_Provided records_
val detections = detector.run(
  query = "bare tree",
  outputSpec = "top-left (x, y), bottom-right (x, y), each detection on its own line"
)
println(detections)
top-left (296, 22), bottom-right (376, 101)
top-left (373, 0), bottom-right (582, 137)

_Required work_
Recast every line of the data above as a Markdown table with the columns Row and Line. Number each line, and leave out any blank lines.

_Solved problem_
| Row | Line |
|---|---|
| 1 | val detections = detector.run( |
| 2 |   query = "bare tree", |
| 3 |   outputSpec = "top-left (x, y), bottom-right (x, y), each detection on its own line" |
| 4 | ) |
| 5 | println(detections) |
| 6 | top-left (296, 22), bottom-right (376, 101) |
| 7 | top-left (373, 0), bottom-right (582, 137) |